| Text block |
________________
Blake Oliver: [00:24:58] I just feel like there are so much opportunity for AI when it comes to spend and especially expense reimbursements, because, you know, so much of what we do is manual and it it takes a lot of accessing different systems and like you said, contextual data. But it's not that complicated, right? Like when I make my expense report, it's me going onto my calendar and looking at where where was I last month during this date range, and then looking at my card statement and trying to figure out, you know, what were these for? What event was this for?

Adriana Carpenter: [00:25:33] So that's a great example. So why do you have to do that right. Well you shouldn't. So this is where um, you know, you start to get that, um, where you're bringing in all that data, you're bringing in your calendar, we're bringing in, we will go look, we'll bring in the direct cod feeds, we'll bring in the receipt, the.

Blake Oliver: [00:25:53] Emails, bringing my emails even.

Adriana Carpenter: [00:25:54] Yes. Bring in emails so that then you can ingest all of that data and then make associations so that now when you go into your app, it's going to say, hey, I see you traveled on May 20th and I can see from your calendar. And you had lunch, and I can see that you had lunch on your calendar. And, you.
________________
| Data listing |
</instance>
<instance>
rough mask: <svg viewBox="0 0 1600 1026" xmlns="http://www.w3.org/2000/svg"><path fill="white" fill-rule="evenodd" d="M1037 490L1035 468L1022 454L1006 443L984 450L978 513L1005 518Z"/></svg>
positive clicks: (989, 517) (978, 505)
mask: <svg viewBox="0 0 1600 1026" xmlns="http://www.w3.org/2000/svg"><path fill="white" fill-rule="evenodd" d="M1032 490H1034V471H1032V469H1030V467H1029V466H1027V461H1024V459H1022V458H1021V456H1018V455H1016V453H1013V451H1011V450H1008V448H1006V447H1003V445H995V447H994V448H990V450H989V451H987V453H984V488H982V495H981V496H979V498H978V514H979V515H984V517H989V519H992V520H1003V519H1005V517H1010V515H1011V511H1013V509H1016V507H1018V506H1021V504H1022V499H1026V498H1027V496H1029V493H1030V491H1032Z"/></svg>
________________
| Problem to work on |
In two sentences, summarize the conversation about AI and expense reimbursements.

| Answer below |
Blake Oliver sees much opportunity for AI in spend and expense reimbursements, because the work is largely manual: he builds his expense report by checking his calendar and card statement to work out what each charge was for. Adriana Carpenter answers that he shouldn't have to, describing an approach that brings in calendar data, receipts, and emails and makes associations so the app can point out, for example, that he traveled on May 20th and had a lunch on his calendar.